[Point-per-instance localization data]
------
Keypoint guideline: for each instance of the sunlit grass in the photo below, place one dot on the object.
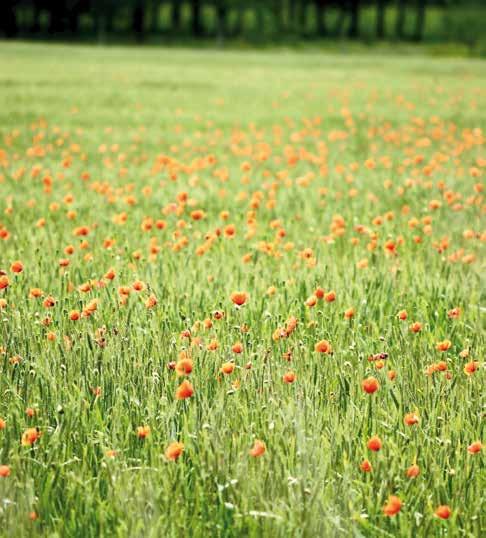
(361, 175)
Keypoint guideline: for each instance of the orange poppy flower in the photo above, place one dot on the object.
(443, 511)
(184, 367)
(475, 447)
(471, 367)
(444, 345)
(237, 348)
(349, 313)
(184, 390)
(392, 506)
(330, 296)
(4, 471)
(319, 293)
(228, 368)
(174, 451)
(370, 385)
(30, 436)
(411, 418)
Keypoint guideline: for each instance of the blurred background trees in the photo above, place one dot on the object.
(462, 21)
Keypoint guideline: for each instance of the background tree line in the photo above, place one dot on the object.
(461, 20)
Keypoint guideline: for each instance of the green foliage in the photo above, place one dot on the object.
(115, 112)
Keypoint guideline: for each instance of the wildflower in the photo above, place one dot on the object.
(370, 385)
(289, 377)
(184, 390)
(444, 345)
(330, 296)
(475, 447)
(184, 366)
(237, 348)
(349, 313)
(174, 451)
(74, 315)
(30, 436)
(411, 418)
(143, 432)
(392, 506)
(4, 471)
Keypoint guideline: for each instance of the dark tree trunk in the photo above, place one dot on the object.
(56, 17)
(176, 14)
(260, 20)
(154, 16)
(196, 18)
(36, 17)
(221, 13)
(239, 22)
(353, 31)
(280, 15)
(138, 20)
(380, 19)
(338, 27)
(400, 22)
(292, 14)
(420, 20)
(8, 19)
(303, 16)
(321, 17)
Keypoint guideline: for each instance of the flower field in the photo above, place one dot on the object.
(240, 293)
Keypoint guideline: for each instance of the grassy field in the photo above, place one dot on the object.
(341, 196)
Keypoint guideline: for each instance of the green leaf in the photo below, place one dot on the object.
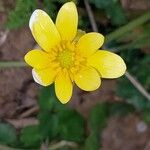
(31, 137)
(120, 109)
(21, 13)
(113, 10)
(92, 142)
(137, 68)
(7, 134)
(71, 125)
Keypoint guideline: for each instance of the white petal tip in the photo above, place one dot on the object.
(36, 77)
(33, 17)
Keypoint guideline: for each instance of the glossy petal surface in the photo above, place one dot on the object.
(87, 79)
(89, 43)
(37, 59)
(108, 64)
(44, 30)
(63, 87)
(67, 21)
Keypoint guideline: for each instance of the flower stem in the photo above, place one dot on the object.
(128, 27)
(4, 64)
------
What you are asked to do: From the first line to the last, copy the records above exactly and leave out the pictures.

Result of this exercise:
Keypoint guideline: for each instance of the sunlit grass in the photo below, place one dot on the object.
(361, 175)
Keypoint guideline: for each instance of the orange poppy flower in the photo above, place one dot on the object.
(443, 511)
(184, 367)
(475, 447)
(471, 367)
(444, 345)
(237, 348)
(349, 313)
(184, 390)
(392, 506)
(330, 296)
(4, 471)
(319, 293)
(228, 368)
(174, 451)
(370, 385)
(30, 436)
(411, 418)
Keypoint guideline: for each instance of the blurred background trees in the photo above, place one dot on the object.
(462, 21)
Keypoint guideline: for each instance of the background tree line in the photo above, place one dot on the object.
(461, 20)
Keypoint guideline: for each instance of the green foliage in the photo above, place one dot on the object.
(115, 112)
Keypoint guideline: for each instance of the wildflower in the photo above, place one dot on the object.
(370, 385)
(289, 377)
(184, 390)
(444, 345)
(330, 296)
(475, 447)
(184, 366)
(237, 348)
(349, 313)
(174, 451)
(74, 315)
(30, 436)
(411, 418)
(143, 432)
(392, 506)
(4, 471)
Keypoint guideline: for each instance of the dark tree trunk in the photo above, place one dot on the object.
(56, 17)
(176, 14)
(260, 20)
(154, 16)
(196, 18)
(36, 17)
(221, 13)
(239, 22)
(353, 31)
(280, 15)
(138, 20)
(380, 19)
(338, 27)
(400, 22)
(292, 14)
(420, 20)
(8, 19)
(303, 16)
(321, 17)
Keypoint guideline: for each instance of the flower field in the photo above, place one dot on the object.
(240, 293)
Keypoint guideline: for each instance of the grassy field in the photo above, place one dot on the object.
(341, 196)
Keypoint guideline: for each instance of the green leaf in the photo below, place one dot on the object.
(31, 137)
(120, 109)
(21, 13)
(113, 10)
(92, 142)
(137, 68)
(7, 134)
(71, 125)
Keypoint guideline: for each instance of the white petal tip in the photo above, place one dot on the object.
(36, 77)
(33, 17)
Keypoint guideline: for each instance of the glossy petal surface in the photo above, place one dot on the object.
(87, 79)
(89, 43)
(37, 59)
(108, 64)
(44, 30)
(63, 87)
(67, 21)
Keypoint guideline: for each instance of the flower stem in the photo above, place one dot on the object.
(128, 27)
(4, 64)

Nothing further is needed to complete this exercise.